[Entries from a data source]

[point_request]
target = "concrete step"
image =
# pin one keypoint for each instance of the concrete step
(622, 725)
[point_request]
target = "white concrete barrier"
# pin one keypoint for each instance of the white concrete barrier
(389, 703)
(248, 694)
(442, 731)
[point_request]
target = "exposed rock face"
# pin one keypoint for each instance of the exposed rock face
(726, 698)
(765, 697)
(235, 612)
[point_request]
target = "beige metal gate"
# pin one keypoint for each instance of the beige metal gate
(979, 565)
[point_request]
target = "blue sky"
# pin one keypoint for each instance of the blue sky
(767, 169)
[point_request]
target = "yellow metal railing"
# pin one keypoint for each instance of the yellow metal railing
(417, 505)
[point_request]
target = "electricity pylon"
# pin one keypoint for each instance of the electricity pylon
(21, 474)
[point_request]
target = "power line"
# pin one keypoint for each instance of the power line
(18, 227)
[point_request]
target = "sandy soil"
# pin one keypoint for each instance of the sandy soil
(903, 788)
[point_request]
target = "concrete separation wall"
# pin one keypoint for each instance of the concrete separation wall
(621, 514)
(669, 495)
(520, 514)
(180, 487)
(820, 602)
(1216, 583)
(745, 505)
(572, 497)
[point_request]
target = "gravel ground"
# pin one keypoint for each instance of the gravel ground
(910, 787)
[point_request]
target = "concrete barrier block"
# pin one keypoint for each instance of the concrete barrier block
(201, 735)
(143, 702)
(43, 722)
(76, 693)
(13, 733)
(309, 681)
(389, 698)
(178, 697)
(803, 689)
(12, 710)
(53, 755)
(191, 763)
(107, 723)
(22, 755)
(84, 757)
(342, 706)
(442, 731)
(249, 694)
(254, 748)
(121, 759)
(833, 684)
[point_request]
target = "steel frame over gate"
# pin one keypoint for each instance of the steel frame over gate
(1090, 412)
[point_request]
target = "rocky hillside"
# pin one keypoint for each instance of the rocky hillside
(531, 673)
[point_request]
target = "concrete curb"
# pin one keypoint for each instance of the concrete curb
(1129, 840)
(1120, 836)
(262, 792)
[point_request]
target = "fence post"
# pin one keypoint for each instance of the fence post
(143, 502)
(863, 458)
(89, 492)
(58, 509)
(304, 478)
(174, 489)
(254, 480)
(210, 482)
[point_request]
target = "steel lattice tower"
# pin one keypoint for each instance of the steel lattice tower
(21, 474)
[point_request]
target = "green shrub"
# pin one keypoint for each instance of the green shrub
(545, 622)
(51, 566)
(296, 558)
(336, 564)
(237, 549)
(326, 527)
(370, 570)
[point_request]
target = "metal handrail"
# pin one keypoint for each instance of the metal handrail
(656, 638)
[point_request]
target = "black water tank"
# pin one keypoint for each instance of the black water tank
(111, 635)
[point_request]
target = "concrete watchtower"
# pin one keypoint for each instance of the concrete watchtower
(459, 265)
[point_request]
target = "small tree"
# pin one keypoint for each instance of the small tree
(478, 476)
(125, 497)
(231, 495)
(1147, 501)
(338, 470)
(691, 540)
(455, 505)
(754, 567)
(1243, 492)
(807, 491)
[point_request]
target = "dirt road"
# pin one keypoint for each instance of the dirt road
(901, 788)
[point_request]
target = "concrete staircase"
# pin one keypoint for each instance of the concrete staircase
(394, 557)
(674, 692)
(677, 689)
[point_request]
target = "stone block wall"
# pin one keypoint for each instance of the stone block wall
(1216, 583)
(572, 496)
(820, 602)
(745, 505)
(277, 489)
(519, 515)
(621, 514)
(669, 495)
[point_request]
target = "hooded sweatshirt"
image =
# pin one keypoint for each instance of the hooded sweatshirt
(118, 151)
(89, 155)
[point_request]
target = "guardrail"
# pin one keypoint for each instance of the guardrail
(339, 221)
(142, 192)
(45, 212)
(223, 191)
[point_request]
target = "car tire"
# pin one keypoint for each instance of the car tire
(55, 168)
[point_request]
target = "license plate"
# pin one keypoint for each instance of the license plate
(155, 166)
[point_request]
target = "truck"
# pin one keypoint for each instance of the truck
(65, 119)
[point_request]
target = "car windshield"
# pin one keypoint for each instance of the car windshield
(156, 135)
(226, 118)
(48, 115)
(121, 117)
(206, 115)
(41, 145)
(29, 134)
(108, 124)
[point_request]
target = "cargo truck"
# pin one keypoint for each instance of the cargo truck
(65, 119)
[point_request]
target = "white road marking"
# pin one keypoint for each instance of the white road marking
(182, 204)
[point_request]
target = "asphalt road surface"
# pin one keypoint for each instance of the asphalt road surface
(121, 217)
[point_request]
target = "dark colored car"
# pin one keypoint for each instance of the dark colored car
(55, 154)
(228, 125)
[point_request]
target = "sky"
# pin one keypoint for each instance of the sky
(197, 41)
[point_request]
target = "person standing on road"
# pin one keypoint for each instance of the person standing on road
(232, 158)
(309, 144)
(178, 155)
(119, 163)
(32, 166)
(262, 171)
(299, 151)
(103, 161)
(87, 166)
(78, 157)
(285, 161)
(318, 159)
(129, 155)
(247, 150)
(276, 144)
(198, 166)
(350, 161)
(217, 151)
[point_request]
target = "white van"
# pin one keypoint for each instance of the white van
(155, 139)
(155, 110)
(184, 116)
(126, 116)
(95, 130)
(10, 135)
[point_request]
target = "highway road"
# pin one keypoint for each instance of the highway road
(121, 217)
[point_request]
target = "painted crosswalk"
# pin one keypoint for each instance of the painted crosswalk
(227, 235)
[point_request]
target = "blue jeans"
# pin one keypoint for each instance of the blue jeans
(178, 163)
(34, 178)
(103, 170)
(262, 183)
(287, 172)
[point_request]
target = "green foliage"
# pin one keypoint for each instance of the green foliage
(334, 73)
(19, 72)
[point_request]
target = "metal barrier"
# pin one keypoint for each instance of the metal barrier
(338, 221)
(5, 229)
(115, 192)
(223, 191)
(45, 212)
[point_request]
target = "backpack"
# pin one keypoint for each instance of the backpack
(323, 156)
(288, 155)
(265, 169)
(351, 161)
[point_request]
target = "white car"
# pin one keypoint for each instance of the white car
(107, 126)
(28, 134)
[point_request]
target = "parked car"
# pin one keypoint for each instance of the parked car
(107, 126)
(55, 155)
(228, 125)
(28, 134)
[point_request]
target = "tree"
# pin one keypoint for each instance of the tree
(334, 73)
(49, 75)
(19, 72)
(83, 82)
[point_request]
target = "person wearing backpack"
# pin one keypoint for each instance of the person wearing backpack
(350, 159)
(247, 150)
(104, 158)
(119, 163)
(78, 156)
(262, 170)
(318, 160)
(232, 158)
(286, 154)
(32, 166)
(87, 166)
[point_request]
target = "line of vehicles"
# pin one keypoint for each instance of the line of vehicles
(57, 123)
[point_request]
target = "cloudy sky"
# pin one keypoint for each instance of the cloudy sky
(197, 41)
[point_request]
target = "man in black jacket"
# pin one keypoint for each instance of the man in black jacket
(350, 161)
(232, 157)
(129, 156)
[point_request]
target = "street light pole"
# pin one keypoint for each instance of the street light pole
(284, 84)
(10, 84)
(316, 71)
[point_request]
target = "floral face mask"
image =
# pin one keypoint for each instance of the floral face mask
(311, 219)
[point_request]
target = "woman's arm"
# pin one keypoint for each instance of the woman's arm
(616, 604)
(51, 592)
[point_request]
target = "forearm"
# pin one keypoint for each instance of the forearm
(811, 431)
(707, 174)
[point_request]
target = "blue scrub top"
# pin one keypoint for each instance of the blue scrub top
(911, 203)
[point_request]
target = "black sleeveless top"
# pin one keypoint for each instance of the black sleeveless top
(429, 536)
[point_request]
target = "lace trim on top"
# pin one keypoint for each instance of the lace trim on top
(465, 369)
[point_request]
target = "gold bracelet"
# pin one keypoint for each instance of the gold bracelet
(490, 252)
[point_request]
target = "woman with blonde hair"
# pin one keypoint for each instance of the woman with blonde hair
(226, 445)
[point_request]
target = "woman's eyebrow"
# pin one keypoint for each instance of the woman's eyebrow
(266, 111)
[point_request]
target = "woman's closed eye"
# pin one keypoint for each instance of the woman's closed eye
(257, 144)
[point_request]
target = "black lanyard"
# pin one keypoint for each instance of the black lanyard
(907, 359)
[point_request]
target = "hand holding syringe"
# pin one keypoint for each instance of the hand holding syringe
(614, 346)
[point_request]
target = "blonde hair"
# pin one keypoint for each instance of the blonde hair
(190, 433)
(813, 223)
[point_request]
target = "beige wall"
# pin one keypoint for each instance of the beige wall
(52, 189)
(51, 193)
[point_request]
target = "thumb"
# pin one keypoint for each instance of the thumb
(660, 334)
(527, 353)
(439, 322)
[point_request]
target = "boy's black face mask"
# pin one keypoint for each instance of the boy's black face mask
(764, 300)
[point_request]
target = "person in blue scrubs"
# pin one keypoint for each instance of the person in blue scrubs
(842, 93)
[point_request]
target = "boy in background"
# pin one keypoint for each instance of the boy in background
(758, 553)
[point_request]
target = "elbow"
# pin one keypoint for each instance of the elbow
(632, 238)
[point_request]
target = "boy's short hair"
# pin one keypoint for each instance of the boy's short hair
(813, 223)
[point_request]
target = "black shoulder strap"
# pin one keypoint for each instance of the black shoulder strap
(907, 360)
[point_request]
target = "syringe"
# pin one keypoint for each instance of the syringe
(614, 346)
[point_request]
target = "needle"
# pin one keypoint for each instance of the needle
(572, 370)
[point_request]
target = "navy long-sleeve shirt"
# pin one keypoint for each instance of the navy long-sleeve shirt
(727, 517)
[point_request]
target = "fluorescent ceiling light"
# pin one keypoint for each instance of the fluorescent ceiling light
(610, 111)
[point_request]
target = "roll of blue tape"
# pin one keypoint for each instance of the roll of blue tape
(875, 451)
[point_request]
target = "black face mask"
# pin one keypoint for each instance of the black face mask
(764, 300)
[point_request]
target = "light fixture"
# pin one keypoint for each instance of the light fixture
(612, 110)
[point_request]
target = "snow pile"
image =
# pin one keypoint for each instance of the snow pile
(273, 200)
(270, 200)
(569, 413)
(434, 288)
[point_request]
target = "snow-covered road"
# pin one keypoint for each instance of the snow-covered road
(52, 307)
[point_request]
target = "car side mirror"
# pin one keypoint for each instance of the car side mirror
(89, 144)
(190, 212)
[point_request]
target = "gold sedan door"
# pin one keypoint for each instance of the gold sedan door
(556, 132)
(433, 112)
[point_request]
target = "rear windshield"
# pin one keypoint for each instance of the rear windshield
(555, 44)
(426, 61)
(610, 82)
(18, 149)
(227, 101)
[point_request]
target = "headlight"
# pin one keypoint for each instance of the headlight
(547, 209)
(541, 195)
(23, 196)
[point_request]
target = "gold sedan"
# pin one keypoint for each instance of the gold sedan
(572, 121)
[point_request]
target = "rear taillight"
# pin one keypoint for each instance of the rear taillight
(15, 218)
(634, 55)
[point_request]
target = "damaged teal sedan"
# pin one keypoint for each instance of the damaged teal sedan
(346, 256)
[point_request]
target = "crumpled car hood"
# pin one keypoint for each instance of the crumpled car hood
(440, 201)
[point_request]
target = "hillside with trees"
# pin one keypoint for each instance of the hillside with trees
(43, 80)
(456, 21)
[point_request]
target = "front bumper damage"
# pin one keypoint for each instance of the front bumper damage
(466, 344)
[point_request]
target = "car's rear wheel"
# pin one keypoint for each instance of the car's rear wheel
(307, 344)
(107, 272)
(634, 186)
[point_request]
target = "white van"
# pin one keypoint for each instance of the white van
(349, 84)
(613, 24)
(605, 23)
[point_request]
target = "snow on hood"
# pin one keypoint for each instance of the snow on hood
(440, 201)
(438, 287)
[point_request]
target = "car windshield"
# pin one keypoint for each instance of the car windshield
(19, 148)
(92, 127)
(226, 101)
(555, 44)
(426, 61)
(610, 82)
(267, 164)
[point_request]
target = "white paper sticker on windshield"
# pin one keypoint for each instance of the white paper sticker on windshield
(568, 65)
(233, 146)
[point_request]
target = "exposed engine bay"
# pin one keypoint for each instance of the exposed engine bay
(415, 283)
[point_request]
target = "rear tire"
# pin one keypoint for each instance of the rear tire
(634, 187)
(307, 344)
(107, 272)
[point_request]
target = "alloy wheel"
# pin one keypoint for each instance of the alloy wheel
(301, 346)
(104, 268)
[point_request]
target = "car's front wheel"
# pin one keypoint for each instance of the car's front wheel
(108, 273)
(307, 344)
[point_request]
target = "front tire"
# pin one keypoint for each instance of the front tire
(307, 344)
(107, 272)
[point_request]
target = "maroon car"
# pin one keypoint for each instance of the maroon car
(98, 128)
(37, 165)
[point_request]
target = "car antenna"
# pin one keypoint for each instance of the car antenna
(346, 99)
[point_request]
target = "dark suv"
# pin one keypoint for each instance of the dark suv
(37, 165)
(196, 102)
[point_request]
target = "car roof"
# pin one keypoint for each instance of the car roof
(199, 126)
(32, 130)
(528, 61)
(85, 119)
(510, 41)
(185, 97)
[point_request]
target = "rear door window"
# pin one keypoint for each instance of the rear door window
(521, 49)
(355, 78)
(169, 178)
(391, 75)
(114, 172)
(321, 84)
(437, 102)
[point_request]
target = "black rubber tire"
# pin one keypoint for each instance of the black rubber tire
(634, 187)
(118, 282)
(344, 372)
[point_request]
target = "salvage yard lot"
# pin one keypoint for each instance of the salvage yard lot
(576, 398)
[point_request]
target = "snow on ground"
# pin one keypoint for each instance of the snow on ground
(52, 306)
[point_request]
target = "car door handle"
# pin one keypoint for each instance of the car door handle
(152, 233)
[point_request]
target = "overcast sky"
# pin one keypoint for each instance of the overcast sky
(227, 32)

**Do this:** Locate each line in the entries above that contains the word "cloudy", and copy those lines.

**Solution to this task:**
target = "cloudy sky"
# pin one keypoint for each instance of the cloudy sky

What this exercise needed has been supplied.